▸ Task statement:
According to the passage on species distribution and plate tectonics, what did the hypothetical land bridge Archhelenis supposedly connect?

▸ Passage provided:
* * * *
Although the distribution patterns of species are dictated by environmental conditions, the actual range of a species is not identical to its potential range—namely, the area that is ecologically compatible with its needs. For example, the biogeographic regions of the world are related to climatic factors, but they are not coterminous with them. Thus, desert biomes, which are located at latitudes of 30° N and S, and tropical rainforest biomes, which arise around the Equator, can be found in most phytogeographic kingdoms and zoogeographic realms.
The effects of geologic changes on biotic distributions
The theory of plate tectonics, formulated in the 1960s, is now firmly established. Its explanation of the dynamic nature of continental landmasses has been important not only within the field of geology but also within the field of biogeography; it has entirely revolutionized the interpretion of the dispersal of flora and fauna (see also plate tectonics: Plate tectonics as an explanation for Earth processes). The slow movement of continents has been used to explain both the isolation and intermingling of populations. Prior to the acceptance of this idea, land bridges and sunken continents were invoked as the means by which continents were linked in the geologic past. While land bridges, such as the Bering Strait land bridge that connected western North America to Asia, have existed and contributed to the dispersal of organisms, they no longer are believed to have been as ubiquitous and instrumental in this process as once was thought. Such hypothetical land bridges as Archhelenis, which purportedly connected South America and southwestern Africa, are now regarded by most experts as relics of the fertile imaginations of early biogeographers.
* * * *
Point localization data

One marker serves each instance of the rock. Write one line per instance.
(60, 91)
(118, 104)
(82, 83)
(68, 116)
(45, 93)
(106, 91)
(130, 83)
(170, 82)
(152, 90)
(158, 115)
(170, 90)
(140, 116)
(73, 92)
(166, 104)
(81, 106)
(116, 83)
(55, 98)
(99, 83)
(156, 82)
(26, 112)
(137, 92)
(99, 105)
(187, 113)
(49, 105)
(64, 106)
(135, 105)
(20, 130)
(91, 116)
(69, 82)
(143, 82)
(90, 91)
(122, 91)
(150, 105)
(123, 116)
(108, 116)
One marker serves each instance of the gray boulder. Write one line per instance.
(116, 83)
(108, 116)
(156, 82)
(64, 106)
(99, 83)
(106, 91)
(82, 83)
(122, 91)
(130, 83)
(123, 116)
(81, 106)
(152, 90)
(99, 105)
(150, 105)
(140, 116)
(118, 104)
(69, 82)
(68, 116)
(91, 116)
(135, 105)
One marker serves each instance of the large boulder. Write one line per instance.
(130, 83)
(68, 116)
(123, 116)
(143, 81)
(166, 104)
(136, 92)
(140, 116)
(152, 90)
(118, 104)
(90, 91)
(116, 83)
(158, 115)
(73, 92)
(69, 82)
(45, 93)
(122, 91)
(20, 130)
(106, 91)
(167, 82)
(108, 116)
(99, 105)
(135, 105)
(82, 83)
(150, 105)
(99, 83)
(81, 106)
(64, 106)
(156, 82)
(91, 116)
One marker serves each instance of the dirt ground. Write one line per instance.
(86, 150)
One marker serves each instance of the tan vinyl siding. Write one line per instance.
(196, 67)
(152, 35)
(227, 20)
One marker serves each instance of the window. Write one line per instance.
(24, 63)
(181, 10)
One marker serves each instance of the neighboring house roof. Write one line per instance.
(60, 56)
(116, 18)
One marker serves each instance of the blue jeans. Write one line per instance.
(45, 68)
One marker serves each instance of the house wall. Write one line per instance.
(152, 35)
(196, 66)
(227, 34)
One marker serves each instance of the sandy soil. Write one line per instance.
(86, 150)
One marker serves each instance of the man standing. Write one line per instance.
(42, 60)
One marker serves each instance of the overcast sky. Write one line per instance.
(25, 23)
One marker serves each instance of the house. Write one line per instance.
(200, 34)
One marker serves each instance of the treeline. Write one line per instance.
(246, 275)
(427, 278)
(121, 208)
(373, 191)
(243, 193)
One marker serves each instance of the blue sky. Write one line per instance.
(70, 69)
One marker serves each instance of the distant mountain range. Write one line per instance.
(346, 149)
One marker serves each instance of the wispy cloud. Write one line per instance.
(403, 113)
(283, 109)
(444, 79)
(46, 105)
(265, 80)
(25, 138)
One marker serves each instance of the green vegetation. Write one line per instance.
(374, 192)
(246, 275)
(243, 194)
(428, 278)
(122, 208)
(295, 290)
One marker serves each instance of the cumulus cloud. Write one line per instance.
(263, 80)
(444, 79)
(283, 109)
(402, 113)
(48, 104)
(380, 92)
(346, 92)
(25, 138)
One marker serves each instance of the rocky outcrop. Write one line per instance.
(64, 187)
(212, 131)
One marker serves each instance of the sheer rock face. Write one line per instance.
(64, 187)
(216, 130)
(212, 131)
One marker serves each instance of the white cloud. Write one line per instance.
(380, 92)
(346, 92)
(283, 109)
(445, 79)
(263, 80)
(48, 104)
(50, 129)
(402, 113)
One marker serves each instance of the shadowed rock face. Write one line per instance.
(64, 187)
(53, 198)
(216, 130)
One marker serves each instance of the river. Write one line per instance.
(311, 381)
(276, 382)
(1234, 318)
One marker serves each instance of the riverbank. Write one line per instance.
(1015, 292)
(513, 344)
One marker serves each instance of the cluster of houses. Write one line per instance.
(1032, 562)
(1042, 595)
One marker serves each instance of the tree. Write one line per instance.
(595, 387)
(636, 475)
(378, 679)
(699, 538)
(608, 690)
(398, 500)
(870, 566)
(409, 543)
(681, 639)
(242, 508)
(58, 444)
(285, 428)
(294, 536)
* * * *
▸ Solution to this task:
South America and southwestern Africa.